Document segment >>
Vatican-based Cardinal Peter Appiah Turkson has written to Pope Francis not to continue to serve as Prefect of the Dicastery for the Promotion of Integral Human Development, multiple sources say.
The Ghanaian was appointed the first head of the Dicastery by Pope Francis in 2016.
Before then, he was the President of the Pontifical Council for Justice and Peace.
According to US-based Catholicnews.com, the Pope is yet to comment on the reported resignation of the only African heading a major Vatican office.
Pope Francis’s merging of the pontifical councils of Justice and Peace, Cor Unum, Migrants and Travelers, and Health Care Ministry is said to have created management challenges.
In June, Pope Francis asked Cardinal Blase J. Cupich of Chicago to conduct a visitation of the dicastery “in the context of a normal examination of the activity of the dicasteries, aimed at obtaining an updated understanding on the conditions in which they operate”.
A couple of months later, the head of the Roman Catholic Church named Salesian Sister Alessandra Smerilli as interim secretary of the human development dicastery, after the resignation of Monsignr Bruno-Marie Duffé, who served as secretary for four years.
Argentine Father Augusto Zampini, who was adjunct secretary of the office and coordinator of the Vatican’s Covid-19 Commission, also left.

Data extracts >>
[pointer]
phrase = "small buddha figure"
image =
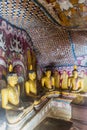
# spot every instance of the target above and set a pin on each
(75, 83)
(10, 68)
(84, 77)
(11, 94)
(48, 81)
(56, 79)
(31, 85)
(64, 80)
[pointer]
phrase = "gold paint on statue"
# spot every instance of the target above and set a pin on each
(75, 83)
(64, 80)
(48, 81)
(30, 85)
(56, 79)
(11, 94)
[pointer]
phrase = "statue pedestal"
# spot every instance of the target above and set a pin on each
(79, 112)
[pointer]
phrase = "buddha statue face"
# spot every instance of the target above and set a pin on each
(64, 72)
(48, 73)
(56, 73)
(75, 73)
(12, 79)
(32, 75)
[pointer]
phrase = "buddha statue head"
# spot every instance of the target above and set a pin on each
(75, 73)
(31, 73)
(12, 79)
(48, 73)
(10, 68)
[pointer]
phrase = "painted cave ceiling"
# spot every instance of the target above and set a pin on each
(57, 28)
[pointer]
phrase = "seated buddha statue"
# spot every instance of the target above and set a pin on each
(84, 77)
(11, 94)
(48, 81)
(64, 80)
(56, 79)
(75, 83)
(31, 85)
(16, 109)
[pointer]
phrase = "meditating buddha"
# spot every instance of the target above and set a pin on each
(75, 83)
(31, 85)
(48, 81)
(11, 94)
(56, 79)
(64, 80)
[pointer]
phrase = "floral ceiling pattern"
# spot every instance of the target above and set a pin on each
(66, 13)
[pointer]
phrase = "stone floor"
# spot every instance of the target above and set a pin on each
(54, 124)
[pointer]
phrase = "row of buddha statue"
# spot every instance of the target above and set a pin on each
(73, 83)
(11, 94)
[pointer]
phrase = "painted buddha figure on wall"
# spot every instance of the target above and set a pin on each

Problems and tasks >>
• A. According to the article on Cardinal Turkson's reported resignation, whom did Pope Francis ask in June to conduct a visitation of the dicastery?
• B. Carry on the article about Cardinal Turkson's reported resignation from where it stops.

List of answers >>
• A. Cardinal Blase J. Cupich of Chicago.

• B.
Sister Smerilli later joined the management team of the Vatican’s Covid-19 Commission along with Cardinal Turkson and Scalabrinian Father Fabio Baggio, undersecretary of the dicastery’s Migrants and Refugees Section.
It is unclear what reason is behind the Ghanaian’s decision, if confirmed likely Thursday, December 23 at the traditional meeting for Christmas greetings with the Curia..
But sources say it may be because of the managerial challenges.
Cardinal Appiah Turkson, born on October 11, 1948 in Wassaw Nsuta, was made a cardinal by the late Pope John Paul II in 2003.
He was then Archbishop of Cape Coast.
He has two more years to proceed on mandatory retirement.
Despite the resignation, he is still regarded as the only African papabile, that is, a candidate for election to the papacy.